Exercise: Pull out every line in the listing below that contains the word "goose", copying each one in full.

Listed entries:
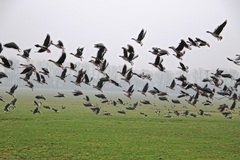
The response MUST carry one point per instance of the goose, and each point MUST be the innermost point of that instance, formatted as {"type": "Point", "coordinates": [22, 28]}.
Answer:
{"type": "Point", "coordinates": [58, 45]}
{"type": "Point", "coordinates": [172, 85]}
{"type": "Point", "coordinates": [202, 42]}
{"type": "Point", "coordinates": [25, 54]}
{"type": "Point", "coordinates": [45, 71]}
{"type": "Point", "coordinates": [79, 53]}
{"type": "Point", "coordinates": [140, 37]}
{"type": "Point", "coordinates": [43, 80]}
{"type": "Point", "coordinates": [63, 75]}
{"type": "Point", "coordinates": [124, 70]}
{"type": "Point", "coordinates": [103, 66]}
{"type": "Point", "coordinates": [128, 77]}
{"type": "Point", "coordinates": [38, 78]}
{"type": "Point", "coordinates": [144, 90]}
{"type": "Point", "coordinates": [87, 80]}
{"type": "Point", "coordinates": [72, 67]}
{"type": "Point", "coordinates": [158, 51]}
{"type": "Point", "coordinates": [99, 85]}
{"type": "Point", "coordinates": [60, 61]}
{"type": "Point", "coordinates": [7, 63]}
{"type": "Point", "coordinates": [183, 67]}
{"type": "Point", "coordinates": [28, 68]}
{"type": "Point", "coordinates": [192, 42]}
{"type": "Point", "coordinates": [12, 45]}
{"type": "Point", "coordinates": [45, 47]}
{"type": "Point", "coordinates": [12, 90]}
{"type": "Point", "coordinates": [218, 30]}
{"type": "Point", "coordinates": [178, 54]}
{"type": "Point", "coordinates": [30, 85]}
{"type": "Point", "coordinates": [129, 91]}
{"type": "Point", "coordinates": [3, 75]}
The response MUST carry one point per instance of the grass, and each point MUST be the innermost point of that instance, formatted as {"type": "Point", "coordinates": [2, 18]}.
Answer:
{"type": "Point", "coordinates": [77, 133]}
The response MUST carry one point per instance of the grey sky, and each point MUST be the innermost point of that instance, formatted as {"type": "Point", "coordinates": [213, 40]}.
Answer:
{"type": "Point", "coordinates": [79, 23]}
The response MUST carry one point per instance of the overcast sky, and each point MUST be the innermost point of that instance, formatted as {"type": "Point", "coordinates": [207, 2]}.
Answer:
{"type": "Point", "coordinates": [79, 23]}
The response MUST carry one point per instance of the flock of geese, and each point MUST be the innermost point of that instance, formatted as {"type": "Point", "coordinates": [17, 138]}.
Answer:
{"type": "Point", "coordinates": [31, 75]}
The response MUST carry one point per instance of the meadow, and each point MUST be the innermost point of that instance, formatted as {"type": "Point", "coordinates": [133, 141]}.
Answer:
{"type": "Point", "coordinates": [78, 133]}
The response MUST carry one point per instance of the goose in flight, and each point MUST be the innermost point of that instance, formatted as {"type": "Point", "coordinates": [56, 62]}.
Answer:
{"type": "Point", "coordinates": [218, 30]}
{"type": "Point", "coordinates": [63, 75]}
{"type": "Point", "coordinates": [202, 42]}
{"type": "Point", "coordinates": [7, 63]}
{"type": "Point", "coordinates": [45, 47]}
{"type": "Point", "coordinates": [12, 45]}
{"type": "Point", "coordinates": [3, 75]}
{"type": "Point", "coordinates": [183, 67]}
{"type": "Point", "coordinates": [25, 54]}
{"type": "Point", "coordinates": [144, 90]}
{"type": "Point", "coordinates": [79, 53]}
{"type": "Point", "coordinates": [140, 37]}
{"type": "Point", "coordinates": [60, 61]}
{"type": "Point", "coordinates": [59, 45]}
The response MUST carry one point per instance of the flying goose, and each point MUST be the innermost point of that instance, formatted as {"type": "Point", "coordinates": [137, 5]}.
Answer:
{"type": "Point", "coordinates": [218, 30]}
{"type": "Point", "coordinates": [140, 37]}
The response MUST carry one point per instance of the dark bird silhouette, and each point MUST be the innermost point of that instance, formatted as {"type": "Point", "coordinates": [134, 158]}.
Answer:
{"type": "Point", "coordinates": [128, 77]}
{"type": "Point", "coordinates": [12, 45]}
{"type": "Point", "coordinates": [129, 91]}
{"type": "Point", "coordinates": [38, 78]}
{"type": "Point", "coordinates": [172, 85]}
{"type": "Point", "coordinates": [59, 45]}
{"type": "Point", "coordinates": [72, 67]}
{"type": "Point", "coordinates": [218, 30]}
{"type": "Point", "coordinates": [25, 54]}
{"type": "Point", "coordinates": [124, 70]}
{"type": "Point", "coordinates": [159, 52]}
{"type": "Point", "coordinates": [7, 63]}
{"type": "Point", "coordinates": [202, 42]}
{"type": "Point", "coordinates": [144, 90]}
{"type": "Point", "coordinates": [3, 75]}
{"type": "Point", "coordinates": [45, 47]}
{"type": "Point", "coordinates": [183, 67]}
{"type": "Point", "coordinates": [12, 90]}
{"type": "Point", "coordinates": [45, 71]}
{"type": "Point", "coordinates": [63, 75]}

Result for this exercise:
The response MUST carry one point per instance of the goose, and each point MUST be the innermost point of that instance, formatted as {"type": "Point", "coordinates": [22, 28]}.
The response MUST carry one point per instance of the goose in flight, and each point MUST be the innermost point of that instance, formatted as {"type": "Point", "coordinates": [56, 62]}.
The response MUST carry one point per instance of the flying goose, and each point MUST be the innermost point of that instance, formatted as {"type": "Point", "coordinates": [137, 5]}.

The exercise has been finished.